__Texte fourni__:
-------

Exemple : un collègue qui voyage tous les ans à l’autre bout du monde, me faisait la lecon parce que j’utilisais 1 gobeletplastique par jour au boulot… soit 200 x 20g = 4kg de CO2

Alors oui, depuis je suis passé au mug en verre… mais lui continue à voyager !

Ou ma belle mère qui se plaint que je laisse parfois un lumière de 5W allumé… mais trouve qu’il fait trop froid chez moi (18° quand je ne suis pas la) quand il en fait 22° chez elle – maison plus grande, avec moins d’habitant !

Plutot que ‘chaque geste compte’ le message devrait être : voici les gestes qui comptent !

Après c’es aussi un argument souvent utilisé par ceux qui font le moins d’effort… dont moi – ce dont je ne suis pas fier. Mais j’essaie d’en faire, et je m’améliore chaque année.

Moi je suis partisan de la mise en place d’un crédit carbone avec un système de malus qui augmente avec la consommation
Sous les 3t, tu paies rien
Entre 5 et 7t, 10% de taxe
Entre 7 et 10t, 20%
Au delà: 50%

Bonjour. La question du tourisme et du réchauffement climatique est loin d’être simple. Pour nous, occidental riche, nous avons une approche du type « pour lutter contre le réchauffement climatique il faut arrêter les émissions « inutiles » ». Dans cette approche, le tourisme peut effectivement être considéré comme inutile.

Sur l’autre face de la pièce, le tourisme est, en chiffre d’affaire, la troisième industrie au niveau mondial. Elle fait vivre des millions de personnes, qui, sans elle, se retrouvent dans la précarité, la misère, et peuvent même mourir de faim du fait de la perte de revenus que cela engendre pour eux.

Après, si vous prenez les chiffres suivants: http://www.chair-energy-prosperity.org/wp-content/uploads/2019/01/emissions-de-co2-par-mode-de-transport.pdf, vous voyez que la voiture émet en moyenne plus au km que l’avion. Alors bien sur on parcourt de plus grandes distances en avion. Mais on fait en moyenne 15000km/an en voiture. Alors qu’on fait bien moins en avion. Même s’il faut probablement multiplier la pollution avion par un facteur inconnu, du fait de son émission en altitude.

Après, l’avion est LE moyen de transport pour les grandes distances, pour deux raisons. La première est qu’il peut passer au dessus des océans, et donc relier deux points ne pouvant être reliés par la terre. La seconde est sa rapidité. Pour le premier point, effectivement, dès qu’il y a rupture de continuité terrestre, il n’y a pas d’autre choix, le bateau étant au moins autant, si ce n’est plus, polluant. Pour le second point, il est en revanche possible d’agir dessus, en « apprenant la lenteur ».

-------

__Données extraites__:
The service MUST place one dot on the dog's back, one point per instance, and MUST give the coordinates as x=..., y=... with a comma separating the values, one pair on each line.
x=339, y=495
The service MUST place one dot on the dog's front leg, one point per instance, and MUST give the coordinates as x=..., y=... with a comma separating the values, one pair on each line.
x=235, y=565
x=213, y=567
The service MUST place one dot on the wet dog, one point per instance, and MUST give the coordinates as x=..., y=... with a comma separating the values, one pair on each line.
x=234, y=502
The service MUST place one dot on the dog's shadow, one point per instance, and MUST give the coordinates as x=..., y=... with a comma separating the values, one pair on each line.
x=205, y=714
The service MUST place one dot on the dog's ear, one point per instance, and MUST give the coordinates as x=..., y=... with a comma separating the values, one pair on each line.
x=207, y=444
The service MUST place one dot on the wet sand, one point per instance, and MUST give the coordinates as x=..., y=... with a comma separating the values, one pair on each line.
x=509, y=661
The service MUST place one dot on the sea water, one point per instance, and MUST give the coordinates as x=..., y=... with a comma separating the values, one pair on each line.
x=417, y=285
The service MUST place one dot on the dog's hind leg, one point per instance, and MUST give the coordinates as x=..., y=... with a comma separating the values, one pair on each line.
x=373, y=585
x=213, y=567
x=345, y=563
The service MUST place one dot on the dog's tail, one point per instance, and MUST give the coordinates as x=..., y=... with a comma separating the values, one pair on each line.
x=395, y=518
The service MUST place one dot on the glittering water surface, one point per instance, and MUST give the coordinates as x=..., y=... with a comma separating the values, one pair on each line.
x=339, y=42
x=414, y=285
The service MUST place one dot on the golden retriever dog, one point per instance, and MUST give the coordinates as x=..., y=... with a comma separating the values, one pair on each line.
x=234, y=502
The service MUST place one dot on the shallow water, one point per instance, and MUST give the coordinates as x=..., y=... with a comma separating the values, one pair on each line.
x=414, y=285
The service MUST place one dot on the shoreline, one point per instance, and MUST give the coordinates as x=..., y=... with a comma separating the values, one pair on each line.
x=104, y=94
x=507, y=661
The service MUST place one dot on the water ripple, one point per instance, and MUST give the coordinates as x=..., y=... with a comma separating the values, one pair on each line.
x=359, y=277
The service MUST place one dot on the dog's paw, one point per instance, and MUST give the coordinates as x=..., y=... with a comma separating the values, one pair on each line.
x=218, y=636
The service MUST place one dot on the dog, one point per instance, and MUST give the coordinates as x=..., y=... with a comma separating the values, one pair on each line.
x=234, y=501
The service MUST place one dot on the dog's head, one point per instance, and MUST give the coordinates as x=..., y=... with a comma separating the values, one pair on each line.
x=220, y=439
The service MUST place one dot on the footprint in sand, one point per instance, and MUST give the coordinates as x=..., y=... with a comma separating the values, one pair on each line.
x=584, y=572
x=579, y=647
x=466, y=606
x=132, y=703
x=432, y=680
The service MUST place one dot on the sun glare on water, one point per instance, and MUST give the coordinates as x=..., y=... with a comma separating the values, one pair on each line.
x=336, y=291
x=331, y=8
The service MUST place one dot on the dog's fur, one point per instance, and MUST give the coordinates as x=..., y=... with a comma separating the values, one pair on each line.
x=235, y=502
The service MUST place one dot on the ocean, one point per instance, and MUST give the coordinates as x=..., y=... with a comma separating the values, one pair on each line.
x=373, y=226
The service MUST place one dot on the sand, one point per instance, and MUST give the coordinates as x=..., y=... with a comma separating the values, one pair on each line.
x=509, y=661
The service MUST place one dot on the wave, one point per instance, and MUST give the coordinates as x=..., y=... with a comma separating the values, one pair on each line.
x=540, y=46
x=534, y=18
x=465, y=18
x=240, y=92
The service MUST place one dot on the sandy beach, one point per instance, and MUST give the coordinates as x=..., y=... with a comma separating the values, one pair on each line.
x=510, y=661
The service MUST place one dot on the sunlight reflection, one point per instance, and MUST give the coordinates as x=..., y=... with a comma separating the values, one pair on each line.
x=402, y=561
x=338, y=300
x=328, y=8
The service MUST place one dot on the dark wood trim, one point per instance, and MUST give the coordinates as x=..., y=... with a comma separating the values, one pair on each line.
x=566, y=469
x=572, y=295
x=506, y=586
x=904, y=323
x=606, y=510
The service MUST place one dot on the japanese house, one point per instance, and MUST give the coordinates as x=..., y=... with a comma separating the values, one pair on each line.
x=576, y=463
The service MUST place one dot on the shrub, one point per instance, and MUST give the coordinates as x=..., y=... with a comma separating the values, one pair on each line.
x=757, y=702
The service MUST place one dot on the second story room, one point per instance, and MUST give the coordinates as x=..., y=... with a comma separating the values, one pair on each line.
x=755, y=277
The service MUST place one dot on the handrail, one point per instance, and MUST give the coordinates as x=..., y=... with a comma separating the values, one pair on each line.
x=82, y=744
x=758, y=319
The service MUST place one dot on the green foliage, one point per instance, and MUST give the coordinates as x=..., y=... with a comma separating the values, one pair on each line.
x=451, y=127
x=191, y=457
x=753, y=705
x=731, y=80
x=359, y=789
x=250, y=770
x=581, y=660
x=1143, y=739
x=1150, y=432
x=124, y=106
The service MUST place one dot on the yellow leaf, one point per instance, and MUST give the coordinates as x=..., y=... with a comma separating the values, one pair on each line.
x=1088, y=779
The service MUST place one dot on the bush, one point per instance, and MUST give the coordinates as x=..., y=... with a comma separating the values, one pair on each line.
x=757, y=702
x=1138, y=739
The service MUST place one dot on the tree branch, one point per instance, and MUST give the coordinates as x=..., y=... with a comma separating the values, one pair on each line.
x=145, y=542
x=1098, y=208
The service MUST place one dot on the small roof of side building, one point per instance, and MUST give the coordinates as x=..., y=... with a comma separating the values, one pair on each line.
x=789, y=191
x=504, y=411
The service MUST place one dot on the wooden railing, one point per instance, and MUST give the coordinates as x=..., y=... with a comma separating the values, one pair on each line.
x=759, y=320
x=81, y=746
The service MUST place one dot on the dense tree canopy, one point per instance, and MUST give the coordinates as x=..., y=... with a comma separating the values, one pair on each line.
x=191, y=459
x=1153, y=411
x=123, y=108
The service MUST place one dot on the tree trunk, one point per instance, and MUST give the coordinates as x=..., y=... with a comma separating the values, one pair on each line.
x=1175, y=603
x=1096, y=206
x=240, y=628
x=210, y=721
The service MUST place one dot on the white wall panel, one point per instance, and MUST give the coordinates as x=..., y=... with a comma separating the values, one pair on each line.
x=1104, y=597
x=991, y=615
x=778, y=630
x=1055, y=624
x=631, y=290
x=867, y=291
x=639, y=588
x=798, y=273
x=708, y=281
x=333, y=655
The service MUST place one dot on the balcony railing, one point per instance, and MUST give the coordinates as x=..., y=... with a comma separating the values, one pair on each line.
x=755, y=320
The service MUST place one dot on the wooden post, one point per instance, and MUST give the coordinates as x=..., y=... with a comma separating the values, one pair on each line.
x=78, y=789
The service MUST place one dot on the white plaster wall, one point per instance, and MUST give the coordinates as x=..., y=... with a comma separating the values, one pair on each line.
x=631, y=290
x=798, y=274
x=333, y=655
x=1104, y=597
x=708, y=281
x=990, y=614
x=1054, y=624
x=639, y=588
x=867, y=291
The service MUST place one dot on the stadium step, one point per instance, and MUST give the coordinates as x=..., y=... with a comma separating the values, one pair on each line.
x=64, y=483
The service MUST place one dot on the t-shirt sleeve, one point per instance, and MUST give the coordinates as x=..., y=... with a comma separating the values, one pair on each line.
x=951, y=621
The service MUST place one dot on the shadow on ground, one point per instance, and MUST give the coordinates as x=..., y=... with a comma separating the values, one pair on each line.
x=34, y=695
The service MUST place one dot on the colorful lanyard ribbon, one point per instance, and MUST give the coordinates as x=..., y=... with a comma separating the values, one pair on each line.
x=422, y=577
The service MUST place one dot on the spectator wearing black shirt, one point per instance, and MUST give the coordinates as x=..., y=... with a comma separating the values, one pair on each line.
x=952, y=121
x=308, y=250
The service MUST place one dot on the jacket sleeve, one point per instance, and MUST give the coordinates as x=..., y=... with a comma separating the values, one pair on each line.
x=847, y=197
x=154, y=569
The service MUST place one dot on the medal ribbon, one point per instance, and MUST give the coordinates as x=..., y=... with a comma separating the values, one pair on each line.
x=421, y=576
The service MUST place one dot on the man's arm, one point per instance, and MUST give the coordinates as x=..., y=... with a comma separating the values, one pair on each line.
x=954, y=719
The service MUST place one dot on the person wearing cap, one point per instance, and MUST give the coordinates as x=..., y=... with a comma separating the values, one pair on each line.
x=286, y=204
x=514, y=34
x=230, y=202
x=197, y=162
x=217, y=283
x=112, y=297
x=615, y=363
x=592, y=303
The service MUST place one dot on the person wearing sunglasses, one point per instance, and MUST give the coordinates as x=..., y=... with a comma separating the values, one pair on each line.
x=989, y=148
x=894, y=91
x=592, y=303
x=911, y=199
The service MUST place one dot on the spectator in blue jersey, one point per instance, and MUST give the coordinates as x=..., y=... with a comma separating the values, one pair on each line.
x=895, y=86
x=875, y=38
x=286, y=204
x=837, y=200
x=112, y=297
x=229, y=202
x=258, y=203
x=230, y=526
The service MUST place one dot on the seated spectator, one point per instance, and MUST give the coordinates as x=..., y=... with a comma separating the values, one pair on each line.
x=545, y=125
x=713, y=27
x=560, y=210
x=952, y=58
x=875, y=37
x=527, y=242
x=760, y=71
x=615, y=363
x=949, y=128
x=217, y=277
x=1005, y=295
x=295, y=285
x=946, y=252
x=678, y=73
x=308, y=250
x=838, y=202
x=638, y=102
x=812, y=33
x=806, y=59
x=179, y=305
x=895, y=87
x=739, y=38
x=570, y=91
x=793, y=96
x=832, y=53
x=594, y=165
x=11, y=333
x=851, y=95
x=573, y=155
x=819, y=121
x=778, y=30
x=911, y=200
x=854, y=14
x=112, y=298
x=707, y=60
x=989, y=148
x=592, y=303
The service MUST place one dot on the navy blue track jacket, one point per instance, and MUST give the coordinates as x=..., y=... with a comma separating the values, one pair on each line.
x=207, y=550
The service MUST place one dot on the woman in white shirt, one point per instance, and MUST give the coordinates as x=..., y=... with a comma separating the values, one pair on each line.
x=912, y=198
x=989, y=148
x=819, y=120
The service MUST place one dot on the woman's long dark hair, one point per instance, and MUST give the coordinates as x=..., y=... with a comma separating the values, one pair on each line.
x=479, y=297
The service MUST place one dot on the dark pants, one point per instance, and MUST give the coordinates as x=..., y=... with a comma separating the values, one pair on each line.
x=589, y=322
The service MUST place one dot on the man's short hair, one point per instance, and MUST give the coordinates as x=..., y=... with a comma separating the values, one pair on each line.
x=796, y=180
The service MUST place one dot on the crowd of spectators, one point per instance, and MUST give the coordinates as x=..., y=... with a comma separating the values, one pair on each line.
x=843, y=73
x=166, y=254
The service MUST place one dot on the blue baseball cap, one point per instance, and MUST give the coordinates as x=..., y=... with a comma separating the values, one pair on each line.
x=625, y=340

-------

__Consigne__:
Condensez sous forme de liste le paragraphe du texte fourni qui commence par « Après, l'avion est LE moyen de transport », en conservant ses faits principaux.

__Résultat__:
- L'avion est le moyen de transport des grandes distances, pour deux raisons.
- Première raison : il peut passer au-dessus des océans et relier deux points que la terre ne relie pas. En cas de rupture de continuité terrestre, il n'existe pas d'autre choix, car le bateau est au moins aussi polluant.
- Seconde raison : sa rapidité. Sur ce point, il est possible d'agir en « apprenant la lenteur ».